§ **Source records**
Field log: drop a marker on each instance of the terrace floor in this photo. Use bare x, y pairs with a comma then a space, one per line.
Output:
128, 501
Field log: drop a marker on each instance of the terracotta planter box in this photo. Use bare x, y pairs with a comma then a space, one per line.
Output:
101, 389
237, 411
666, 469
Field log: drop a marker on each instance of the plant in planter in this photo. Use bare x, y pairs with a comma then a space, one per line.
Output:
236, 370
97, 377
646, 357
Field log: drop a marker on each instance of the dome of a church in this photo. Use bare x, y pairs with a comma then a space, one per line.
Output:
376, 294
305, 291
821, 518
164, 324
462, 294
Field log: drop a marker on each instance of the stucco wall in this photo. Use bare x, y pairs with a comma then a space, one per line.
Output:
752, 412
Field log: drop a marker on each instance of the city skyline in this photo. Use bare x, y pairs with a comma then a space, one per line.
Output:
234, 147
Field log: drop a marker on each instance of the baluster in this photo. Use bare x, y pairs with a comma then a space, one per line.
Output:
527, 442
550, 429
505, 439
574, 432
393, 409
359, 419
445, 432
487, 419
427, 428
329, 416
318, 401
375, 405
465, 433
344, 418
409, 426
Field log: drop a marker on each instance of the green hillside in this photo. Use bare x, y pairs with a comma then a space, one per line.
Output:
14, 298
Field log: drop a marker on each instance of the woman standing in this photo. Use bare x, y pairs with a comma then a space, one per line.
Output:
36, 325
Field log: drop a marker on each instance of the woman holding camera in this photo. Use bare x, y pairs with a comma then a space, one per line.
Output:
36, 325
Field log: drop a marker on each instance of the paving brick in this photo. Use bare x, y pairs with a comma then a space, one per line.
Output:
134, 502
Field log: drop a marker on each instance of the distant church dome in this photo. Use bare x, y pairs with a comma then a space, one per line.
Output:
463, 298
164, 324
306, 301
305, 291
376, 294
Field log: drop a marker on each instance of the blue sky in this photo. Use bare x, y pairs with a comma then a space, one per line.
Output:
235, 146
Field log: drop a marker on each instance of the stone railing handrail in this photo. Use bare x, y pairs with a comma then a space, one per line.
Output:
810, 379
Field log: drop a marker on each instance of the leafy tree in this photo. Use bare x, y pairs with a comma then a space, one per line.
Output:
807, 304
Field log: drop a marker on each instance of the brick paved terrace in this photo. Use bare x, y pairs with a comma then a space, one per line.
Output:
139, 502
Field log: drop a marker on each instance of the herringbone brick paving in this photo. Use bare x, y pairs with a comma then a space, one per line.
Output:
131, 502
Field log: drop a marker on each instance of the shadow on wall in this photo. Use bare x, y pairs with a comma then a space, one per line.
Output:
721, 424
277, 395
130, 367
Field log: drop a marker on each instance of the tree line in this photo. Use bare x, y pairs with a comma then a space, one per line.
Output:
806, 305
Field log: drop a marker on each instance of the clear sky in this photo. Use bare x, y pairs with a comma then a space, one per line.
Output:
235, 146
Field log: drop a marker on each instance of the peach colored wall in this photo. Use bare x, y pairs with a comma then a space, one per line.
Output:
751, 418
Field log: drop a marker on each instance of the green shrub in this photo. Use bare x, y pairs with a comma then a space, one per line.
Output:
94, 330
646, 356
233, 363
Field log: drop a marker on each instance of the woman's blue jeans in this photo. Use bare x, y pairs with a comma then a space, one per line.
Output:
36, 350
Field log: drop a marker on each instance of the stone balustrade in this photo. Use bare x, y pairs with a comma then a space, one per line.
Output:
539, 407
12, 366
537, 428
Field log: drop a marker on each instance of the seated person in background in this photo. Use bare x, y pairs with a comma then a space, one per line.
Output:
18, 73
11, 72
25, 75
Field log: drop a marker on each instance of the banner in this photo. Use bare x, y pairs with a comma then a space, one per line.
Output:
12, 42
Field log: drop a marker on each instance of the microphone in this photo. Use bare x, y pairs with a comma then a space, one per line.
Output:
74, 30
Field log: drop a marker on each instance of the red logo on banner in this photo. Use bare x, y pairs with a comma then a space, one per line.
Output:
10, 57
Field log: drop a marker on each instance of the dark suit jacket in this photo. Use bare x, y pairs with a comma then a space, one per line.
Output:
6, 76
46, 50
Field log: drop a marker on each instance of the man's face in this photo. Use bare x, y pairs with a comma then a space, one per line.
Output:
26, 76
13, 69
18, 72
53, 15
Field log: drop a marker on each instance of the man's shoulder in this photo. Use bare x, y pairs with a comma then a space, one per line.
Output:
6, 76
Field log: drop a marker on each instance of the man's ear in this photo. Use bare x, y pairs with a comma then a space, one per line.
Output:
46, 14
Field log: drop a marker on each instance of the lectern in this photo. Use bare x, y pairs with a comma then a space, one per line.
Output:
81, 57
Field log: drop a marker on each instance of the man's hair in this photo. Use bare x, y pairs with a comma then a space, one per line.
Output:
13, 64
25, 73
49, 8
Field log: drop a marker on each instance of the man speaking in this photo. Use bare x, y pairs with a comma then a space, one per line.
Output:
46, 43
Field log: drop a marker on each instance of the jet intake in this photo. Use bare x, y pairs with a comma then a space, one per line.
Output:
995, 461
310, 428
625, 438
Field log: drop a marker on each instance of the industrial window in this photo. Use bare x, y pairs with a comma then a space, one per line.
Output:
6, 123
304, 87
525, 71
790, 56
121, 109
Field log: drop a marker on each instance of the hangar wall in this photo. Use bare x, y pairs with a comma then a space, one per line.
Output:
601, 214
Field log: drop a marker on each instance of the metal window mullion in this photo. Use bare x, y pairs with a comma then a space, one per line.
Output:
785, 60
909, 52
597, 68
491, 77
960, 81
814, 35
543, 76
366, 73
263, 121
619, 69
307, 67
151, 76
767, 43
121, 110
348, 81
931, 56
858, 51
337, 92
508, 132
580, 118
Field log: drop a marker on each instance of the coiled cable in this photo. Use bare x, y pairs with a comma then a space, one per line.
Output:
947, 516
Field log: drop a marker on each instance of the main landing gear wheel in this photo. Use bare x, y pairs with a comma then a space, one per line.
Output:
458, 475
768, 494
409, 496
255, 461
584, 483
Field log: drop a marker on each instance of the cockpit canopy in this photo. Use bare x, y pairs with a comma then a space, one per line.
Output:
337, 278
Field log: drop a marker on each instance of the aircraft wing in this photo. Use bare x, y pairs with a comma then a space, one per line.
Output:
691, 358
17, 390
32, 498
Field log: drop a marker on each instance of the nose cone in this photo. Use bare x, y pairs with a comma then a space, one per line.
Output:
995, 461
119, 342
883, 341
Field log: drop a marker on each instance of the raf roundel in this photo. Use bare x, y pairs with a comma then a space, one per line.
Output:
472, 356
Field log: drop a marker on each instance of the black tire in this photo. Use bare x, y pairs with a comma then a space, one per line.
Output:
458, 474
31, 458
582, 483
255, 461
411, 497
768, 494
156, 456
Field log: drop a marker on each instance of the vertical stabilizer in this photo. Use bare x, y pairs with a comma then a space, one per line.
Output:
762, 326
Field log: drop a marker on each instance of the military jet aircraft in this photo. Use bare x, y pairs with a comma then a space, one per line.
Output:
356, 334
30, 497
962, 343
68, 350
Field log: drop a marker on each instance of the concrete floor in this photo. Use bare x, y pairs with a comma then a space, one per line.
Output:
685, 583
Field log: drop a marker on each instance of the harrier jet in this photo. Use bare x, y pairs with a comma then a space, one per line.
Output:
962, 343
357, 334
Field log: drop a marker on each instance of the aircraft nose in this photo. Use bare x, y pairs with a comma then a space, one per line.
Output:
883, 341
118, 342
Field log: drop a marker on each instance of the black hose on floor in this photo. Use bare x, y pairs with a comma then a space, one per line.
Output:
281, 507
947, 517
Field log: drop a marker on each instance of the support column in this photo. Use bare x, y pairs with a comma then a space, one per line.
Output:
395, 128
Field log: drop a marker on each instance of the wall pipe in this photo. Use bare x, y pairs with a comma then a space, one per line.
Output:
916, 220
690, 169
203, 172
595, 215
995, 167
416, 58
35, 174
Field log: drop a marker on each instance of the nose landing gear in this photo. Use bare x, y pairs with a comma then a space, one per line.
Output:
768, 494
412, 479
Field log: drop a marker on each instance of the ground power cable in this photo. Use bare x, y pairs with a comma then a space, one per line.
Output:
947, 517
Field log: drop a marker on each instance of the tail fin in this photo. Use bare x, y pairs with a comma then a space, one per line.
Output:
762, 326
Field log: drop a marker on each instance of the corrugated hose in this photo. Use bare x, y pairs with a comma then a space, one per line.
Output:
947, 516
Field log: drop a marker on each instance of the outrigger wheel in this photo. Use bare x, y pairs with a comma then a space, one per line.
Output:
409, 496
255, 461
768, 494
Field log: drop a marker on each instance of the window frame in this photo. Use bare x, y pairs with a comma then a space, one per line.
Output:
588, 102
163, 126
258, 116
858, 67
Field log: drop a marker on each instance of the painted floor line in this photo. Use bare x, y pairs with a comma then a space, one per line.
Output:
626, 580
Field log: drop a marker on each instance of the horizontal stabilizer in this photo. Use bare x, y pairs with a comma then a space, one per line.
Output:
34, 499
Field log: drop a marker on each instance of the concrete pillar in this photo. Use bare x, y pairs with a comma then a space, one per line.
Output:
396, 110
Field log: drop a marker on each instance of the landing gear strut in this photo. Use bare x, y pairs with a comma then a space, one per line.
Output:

§ **SET PROBLEM**
Repeat only what runs from the line holding "Field log: drop a marker on each instance of the outrigger" to the end of the data, keeping every line exactly as written, first and last included.

§ **ANSWER FOR THIS EXERCISE**
Field log: drop a marker on each instance of the outrigger wheel in this photo. Use bare x, y pairs with a comma then a space, one per line.
Output:
409, 496
255, 461
768, 494
Field log: drop a marker on each instance of the window frame in this photo. Use bare x, y pairs with a comma then a space, one per line.
Output:
588, 102
163, 126
258, 116
858, 67
Field log: drop a marker on each instance of the painted floor line in this photo. Use bare x, y pairs with a comma then a space, one per line.
Output:
626, 580
Field log: drop a marker on each instance of the horizontal stabilizer in this photo. Use bare x, y pairs with a comma then a space, one per line.
Output:
34, 499
Field log: drop a marker on each instance of the concrete pillar in this photo. Use bare x, y pairs with a comma then a space, one per line.
Output:
396, 110
Field log: drop a marker on each instance of the landing gear strut in this photo. Use bare x, y pairs with a comma then a space, one per line.
Output:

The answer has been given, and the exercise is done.